━━ Material for this exercise

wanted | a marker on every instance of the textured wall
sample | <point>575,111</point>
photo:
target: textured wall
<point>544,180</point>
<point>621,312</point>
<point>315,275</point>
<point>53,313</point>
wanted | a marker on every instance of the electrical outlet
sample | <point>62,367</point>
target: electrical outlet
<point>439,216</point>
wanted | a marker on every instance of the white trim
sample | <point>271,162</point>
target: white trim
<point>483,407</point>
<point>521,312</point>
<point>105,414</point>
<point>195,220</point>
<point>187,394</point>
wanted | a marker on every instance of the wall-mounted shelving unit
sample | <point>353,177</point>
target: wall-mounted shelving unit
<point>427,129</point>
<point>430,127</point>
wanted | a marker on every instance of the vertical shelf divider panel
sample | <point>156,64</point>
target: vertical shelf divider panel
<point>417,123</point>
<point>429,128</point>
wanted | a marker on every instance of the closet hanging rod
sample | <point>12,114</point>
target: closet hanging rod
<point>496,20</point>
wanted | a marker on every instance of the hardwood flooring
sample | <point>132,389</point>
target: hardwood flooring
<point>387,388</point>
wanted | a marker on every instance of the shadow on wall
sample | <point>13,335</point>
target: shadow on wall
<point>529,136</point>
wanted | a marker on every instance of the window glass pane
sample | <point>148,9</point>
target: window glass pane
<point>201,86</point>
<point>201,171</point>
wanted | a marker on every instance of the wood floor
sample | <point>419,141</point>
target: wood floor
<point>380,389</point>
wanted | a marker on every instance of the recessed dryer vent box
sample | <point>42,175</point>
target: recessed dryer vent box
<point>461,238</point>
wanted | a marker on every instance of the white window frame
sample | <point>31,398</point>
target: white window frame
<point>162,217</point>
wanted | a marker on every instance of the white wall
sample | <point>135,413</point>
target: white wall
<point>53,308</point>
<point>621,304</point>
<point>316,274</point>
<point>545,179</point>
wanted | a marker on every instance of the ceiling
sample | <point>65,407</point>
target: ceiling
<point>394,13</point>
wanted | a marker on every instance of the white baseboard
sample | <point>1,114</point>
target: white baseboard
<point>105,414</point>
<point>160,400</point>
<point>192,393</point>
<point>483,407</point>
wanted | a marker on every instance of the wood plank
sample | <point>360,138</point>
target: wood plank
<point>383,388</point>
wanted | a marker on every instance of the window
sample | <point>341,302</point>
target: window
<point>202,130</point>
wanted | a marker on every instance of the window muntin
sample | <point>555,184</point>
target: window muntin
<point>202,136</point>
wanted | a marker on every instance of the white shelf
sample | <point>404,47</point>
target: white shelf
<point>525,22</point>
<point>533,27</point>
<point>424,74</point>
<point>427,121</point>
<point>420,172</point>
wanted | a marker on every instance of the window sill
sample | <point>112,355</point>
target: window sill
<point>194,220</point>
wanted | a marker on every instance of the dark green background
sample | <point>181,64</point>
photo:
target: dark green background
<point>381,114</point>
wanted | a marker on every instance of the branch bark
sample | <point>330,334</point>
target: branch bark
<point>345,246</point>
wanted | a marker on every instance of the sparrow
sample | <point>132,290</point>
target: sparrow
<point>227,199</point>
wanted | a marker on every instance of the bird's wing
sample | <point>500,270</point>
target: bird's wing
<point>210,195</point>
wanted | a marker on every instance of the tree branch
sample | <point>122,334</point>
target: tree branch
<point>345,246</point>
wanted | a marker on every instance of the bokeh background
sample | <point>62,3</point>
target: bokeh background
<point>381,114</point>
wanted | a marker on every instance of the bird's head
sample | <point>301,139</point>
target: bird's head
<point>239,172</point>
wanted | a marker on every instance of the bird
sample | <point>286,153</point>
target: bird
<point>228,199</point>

━━━━

Aim of the task:
Write out all the rows above again, substituting "dot" for every occurrence of "marker" and leaving the rest untouched.

Response to this task:
wanted | a dot on every instance of the textured wall
sample | <point>575,111</point>
photo:
target: textured wall
<point>544,180</point>
<point>621,312</point>
<point>315,275</point>
<point>53,313</point>
wanted | a dot on every instance of the electrical outlet
sample | <point>62,367</point>
target: electrical outlet
<point>439,216</point>
wanted | a dot on every instance of the white trim
sample | <point>271,162</point>
target: white trim
<point>483,407</point>
<point>521,312</point>
<point>105,414</point>
<point>195,220</point>
<point>187,394</point>
wanted | a dot on every instance of the wall-mounted shelving unit
sample | <point>353,177</point>
target: wall-mounted shelving unit
<point>427,129</point>
<point>430,127</point>
wanted | a dot on every instance of the vertical shelf divider panel
sample | <point>156,64</point>
target: vertical shelf divider panel
<point>417,123</point>
<point>429,128</point>
wanted | a dot on every instance of the closet hanging rod
sample | <point>12,114</point>
target: closet hanging rod
<point>496,20</point>
wanted | a dot on every instance of the hardwood flooring
sample | <point>132,389</point>
target: hardwood flooring
<point>387,388</point>
wanted | a dot on every instance of the shadow on wall
sample | <point>13,335</point>
target: shadow on wall
<point>529,136</point>
wanted | a dot on every instance of the window glass pane
sample | <point>148,9</point>
target: window glass pane
<point>201,86</point>
<point>201,171</point>
wanted | a dot on every instance of the wood floor
sample | <point>419,141</point>
target: wood floor
<point>380,389</point>
wanted | a dot on every instance of the recessed dryer vent box
sample | <point>42,175</point>
target: recessed dryer vent box
<point>461,238</point>
wanted | a dot on every instance of the white window frame
sample | <point>31,398</point>
target: white window frame
<point>162,217</point>
wanted | a dot on every instance of the white wall
sample | <point>135,413</point>
target: white wall
<point>53,308</point>
<point>621,304</point>
<point>316,274</point>
<point>545,179</point>
wanted | a dot on every instance of the ceiling
sample | <point>65,407</point>
target: ceiling
<point>394,13</point>
wanted | a dot on every instance of the white baseboard
sample | <point>1,114</point>
target: white baseboard
<point>105,414</point>
<point>160,400</point>
<point>192,393</point>
<point>483,407</point>
wanted | a dot on every instance of the wood plank
sample | <point>360,138</point>
target: wood plank
<point>383,388</point>
wanted | a dot on every instance of the window
sample | <point>341,302</point>
target: window
<point>202,130</point>
wanted | a dot on every instance of the window muntin
sample | <point>555,184</point>
target: window muntin
<point>202,136</point>
wanted | a dot on every instance of the white shelf
sample | <point>404,47</point>
target: white shelf
<point>525,22</point>
<point>533,27</point>
<point>424,74</point>
<point>427,121</point>
<point>420,172</point>
wanted | a dot on every instance of the window sill
sample | <point>112,355</point>
target: window sill
<point>194,220</point>
wanted | a dot on every instance of the dark green background
sample | <point>181,64</point>
photo:
target: dark green background
<point>381,114</point>
wanted | a dot on every instance of the branch bark
sample | <point>330,334</point>
target: branch bark
<point>345,246</point>
wanted | a dot on every instance of the sparrow
sample | <point>132,290</point>
target: sparrow
<point>227,199</point>
wanted | a dot on every instance of the bird's wing
sample | <point>500,270</point>
target: bird's wing
<point>210,195</point>
wanted | a dot on every instance of the tree branch
sample | <point>122,334</point>
target: tree branch
<point>345,246</point>
wanted | a dot on every instance of the bokeh background
sample | <point>62,3</point>
target: bokeh background
<point>381,114</point>
wanted | a dot on every instance of the bird's head
sample | <point>301,139</point>
target: bird's head
<point>239,172</point>
wanted | a dot on every instance of the bird
sample | <point>286,153</point>
target: bird
<point>228,199</point>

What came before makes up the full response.